Dataset excerpts:
■ ■ ■

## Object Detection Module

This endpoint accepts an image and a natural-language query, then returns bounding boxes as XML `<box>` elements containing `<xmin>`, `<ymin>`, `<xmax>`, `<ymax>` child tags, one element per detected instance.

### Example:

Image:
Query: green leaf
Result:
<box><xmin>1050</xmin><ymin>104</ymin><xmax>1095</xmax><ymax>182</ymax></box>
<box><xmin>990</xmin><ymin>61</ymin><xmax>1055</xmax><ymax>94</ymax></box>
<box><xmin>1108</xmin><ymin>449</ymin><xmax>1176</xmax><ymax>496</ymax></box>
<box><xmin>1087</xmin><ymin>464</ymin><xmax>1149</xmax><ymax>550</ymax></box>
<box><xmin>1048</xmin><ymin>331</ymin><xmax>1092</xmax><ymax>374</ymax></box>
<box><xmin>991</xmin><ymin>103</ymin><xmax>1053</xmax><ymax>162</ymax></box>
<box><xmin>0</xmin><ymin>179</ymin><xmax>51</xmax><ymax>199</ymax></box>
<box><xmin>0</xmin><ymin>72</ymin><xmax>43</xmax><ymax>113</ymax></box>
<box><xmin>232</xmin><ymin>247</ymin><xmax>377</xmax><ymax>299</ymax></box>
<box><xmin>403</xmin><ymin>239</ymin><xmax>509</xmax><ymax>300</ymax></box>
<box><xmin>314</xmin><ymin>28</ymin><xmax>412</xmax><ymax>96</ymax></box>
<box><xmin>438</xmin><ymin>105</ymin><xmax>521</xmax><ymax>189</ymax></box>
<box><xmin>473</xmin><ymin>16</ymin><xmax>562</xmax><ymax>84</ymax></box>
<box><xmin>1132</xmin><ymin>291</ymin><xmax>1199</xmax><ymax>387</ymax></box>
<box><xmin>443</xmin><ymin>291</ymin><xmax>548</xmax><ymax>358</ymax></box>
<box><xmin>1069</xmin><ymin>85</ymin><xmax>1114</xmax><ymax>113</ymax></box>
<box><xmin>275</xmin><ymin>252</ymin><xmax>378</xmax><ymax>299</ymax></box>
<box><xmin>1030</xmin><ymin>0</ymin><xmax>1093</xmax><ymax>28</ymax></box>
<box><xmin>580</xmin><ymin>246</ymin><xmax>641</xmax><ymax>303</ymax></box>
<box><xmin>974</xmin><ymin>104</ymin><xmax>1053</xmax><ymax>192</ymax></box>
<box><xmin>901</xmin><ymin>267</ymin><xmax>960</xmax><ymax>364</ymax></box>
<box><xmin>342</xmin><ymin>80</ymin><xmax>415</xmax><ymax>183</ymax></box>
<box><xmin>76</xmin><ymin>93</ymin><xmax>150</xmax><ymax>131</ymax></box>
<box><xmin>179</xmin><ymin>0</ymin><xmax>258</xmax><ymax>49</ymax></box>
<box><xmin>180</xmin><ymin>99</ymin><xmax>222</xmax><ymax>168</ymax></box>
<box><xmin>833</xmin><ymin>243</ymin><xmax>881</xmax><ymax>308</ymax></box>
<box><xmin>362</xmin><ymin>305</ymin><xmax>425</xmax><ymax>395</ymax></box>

■ ■ ■

**TASK PROMPT**
Your answer must be the lines from the first line of the entries above through the line that contains "Query: green leaf", written out exactly.

**RESULT OF THE EXERCISE**
## Object Detection Module

This endpoint accepts an image and a natural-language query, then returns bounding boxes as XML `<box>` elements containing `<xmin>`, `<ymin>`, `<xmax>`, `<ymax>` child tags, one element per detected instance.

### Example:

Image:
Query: green leaf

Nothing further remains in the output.